Background
In the realm of modern data architecture, even the most basic data applications involve a multi-layered infrastructure. This may include computing and storage services provided by AWS, Kafka service layered atop the IaaS, and various clients tailored to different business scenarios.
Each layer carries its own responsibility to enhance availability. However, the upper layers maintain a healthy skepticism towards the reliability of the underlying layers. This is because failures are an inherent part of any system, and no single layer can guarantee 100% uptime.
Even as AWS strives to provide high SLA for services like S3 and EBS, Kafka vendors such as AutoMQ do not place blind trust in these guarantees. Instead, AutoMQ designs systems with the expectation of failures. This approach has led to many strategies being developed to tolerate potential failures of EBS, EC2, and S3.
The same principle applies to the client side. When we develop Kafka data applications, we must also design with failures in mind. Given the potential unreliability of the underlying layers, what proven client-side strategies can we adopt to improve the SLA further? This is the topic we aim to explore in this article.
Tradeoffs
Unfortunately, there is no single strategy that can tolerate all the failures of the underlying Kafka service and also apply to all business scenarios. Things aren't that simple—many trade-offs are involved in this topic.
When designing failover strategies for our client applications, we often consider the following dimensions: latency, availability, ordering, and consistency.

*Things to do*.
**a)** Using the article on Kafka client failover, decide whether each statement agrees with it: (i) AutoMQ relies fully on the SLA guarantees that AWS provides for S3 and EBS; (ii) no single layer of the infrastructure can guarantee 100% uptime; (iii) throughput is one of the dimensions considered when designing failover strategies for client applications. For each statement, answer yes or no and quote the words of the article that decide it.
**b)** Carry on the article on Kafka client failover, beginning after its final sentence.

*Excerpts of pointing data*.
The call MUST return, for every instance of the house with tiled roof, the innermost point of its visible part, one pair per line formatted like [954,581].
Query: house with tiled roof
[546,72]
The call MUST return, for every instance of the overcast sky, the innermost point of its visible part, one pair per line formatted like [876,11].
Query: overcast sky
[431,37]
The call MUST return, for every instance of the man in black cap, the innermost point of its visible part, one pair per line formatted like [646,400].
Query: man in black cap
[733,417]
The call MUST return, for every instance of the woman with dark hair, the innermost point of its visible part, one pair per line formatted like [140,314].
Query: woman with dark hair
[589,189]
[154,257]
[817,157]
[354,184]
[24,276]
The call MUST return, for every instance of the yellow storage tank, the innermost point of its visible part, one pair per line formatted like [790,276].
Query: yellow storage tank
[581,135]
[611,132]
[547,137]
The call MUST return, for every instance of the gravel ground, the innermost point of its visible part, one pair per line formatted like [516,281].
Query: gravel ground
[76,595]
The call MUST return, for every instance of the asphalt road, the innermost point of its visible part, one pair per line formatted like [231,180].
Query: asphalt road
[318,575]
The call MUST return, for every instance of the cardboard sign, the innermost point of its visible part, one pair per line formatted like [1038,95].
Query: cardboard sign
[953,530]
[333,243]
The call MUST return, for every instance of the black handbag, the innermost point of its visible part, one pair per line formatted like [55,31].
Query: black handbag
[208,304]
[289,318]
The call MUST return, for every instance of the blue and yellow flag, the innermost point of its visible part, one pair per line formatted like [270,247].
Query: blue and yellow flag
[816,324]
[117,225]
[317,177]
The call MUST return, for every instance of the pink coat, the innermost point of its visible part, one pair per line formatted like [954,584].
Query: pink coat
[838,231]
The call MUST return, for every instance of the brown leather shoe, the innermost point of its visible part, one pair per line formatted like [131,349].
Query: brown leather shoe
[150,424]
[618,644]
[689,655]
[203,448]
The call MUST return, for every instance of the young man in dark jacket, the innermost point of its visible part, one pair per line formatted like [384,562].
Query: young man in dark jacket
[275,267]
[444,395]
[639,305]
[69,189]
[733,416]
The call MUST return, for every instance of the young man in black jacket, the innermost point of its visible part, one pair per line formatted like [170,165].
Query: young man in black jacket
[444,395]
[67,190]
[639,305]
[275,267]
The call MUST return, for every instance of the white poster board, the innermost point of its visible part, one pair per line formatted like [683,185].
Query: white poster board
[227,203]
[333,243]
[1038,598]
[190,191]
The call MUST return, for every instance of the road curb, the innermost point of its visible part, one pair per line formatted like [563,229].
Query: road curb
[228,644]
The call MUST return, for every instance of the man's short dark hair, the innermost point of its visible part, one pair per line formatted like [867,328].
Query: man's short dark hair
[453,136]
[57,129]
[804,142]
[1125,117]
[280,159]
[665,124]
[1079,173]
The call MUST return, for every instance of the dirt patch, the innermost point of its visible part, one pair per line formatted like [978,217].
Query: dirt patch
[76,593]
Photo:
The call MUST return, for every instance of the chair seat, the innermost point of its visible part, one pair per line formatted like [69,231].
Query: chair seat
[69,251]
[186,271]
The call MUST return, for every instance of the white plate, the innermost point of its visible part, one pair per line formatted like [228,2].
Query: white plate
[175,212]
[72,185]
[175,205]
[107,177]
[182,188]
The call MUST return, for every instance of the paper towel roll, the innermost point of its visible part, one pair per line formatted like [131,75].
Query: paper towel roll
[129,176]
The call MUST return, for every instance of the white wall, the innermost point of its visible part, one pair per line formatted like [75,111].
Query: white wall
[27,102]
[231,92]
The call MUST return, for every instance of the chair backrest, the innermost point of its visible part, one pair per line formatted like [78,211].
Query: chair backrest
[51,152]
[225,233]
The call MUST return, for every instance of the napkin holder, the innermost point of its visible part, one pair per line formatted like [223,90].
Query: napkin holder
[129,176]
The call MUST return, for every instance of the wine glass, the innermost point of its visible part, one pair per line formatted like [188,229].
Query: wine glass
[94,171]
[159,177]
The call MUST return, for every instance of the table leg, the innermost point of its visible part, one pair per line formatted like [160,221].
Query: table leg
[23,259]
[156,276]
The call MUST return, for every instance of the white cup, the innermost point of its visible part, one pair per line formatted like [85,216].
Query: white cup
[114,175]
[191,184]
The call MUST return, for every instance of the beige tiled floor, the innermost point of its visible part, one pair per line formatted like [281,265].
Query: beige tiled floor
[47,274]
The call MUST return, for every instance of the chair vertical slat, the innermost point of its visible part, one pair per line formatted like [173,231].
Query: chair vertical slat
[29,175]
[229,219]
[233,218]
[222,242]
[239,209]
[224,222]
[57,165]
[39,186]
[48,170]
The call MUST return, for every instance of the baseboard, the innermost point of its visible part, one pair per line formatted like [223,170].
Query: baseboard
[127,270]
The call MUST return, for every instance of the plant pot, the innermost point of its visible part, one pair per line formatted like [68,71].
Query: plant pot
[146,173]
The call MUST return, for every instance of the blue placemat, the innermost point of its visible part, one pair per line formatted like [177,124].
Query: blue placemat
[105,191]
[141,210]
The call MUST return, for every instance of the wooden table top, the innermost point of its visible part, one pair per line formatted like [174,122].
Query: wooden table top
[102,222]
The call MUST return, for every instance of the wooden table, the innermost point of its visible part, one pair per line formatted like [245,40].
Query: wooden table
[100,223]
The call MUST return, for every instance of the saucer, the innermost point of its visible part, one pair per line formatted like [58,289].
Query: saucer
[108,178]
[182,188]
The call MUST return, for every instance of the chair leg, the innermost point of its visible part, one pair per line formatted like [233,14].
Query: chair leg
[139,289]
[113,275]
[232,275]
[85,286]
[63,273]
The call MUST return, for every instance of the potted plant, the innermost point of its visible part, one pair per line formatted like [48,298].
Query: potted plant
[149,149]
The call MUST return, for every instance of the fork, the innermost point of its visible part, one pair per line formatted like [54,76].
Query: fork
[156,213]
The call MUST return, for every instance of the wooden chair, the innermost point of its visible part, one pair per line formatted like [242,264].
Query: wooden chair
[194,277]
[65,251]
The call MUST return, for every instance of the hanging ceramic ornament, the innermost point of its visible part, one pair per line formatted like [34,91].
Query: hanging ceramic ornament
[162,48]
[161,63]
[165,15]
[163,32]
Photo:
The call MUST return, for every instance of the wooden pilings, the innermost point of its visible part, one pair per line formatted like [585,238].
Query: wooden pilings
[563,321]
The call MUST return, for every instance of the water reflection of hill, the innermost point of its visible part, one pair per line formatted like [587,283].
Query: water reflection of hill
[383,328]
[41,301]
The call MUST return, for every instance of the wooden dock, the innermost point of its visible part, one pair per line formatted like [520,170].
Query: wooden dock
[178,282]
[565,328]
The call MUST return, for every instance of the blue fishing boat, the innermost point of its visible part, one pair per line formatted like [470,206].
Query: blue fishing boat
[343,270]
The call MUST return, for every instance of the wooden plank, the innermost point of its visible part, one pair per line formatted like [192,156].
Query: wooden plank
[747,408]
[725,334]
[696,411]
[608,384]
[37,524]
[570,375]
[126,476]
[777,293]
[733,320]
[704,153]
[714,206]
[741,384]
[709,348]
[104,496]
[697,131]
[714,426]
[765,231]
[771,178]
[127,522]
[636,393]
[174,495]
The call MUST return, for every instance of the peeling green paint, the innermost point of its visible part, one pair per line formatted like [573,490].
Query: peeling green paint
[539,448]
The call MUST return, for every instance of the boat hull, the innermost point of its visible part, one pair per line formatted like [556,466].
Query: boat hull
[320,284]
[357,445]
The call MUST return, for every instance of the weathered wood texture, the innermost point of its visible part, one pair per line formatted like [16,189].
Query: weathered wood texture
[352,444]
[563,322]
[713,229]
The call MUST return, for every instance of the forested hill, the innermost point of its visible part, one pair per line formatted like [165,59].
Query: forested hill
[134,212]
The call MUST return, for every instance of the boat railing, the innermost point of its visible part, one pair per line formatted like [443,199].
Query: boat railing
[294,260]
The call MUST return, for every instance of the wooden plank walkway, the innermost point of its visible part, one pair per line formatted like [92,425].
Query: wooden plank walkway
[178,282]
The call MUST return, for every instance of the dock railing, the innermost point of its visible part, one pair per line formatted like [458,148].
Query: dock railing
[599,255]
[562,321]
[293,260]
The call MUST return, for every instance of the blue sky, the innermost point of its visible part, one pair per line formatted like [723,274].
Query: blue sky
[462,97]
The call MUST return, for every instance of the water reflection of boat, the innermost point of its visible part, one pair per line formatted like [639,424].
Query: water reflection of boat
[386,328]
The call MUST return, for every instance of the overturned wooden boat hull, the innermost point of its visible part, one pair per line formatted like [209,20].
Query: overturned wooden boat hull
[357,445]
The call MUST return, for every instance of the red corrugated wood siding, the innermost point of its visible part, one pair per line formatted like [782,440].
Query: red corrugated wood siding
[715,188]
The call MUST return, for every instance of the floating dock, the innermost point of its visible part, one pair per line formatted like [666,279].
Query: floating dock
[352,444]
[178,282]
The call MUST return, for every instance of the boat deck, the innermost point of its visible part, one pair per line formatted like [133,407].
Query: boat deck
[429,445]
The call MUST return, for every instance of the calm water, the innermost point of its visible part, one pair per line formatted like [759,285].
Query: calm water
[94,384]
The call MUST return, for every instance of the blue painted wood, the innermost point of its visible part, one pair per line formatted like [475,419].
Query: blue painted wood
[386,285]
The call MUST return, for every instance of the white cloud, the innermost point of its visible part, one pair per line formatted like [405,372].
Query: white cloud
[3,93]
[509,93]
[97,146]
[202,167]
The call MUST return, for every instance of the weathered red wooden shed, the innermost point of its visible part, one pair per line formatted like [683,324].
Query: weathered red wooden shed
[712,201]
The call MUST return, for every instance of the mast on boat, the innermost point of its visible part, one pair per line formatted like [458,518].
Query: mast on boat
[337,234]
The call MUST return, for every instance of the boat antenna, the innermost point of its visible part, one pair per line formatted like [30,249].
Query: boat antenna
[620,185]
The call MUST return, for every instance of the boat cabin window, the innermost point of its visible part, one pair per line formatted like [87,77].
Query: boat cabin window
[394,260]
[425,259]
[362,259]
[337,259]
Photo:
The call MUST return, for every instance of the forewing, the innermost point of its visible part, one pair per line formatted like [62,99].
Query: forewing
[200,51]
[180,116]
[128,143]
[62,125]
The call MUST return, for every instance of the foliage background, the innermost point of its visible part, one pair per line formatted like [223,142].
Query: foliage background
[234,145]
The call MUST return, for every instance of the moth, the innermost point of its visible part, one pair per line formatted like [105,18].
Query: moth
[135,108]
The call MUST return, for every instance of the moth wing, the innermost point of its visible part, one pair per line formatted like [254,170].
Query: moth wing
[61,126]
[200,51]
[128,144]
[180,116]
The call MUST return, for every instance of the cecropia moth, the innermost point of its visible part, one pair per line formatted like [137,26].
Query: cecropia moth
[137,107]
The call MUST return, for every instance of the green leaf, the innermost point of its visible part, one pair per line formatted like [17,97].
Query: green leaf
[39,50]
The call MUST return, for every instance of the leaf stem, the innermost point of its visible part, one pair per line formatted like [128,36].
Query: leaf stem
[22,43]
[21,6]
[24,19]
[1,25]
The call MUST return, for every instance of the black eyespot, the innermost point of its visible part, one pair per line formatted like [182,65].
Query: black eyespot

*Outputs*.
**a)**
(i) No: "Kafka vendors such as AutoMQ do not place blind trust in these guarantees."
(ii) Yes: "no single layer can guarantee 100% uptime."
(iii) No: "we often consider the following dimensions: latency, availability, ordering, and consistency."

**b)**
Latency : Can we tolerate data latency for our producer and consumer applications?
For consumers, can we accept that data is stored on the server but remains inaccessible to them for ten minutes or even hours?
For producers, who may be the data sources, what if the Kafka service is down or slow to ingest data? Can we backpressure to the producer clients, causing them to stop pulling data from upstream sources like databases or to write new data to local devices as a failover mechanism?
Availability is crucial, no one wants to sacrifice it. We're often willing to compromise other factors, such as latency and ordering, to ensure availability. For example, in a CDC pipeline, maintaining order is essential—we can't tolerate out-of-order data. This means we can't failover data from partition A to partition B when an error occurs. However, if we can tolerate latency, we can simply accumulate the data in the database, perhaps slowing down the process to wait for the service to become available again.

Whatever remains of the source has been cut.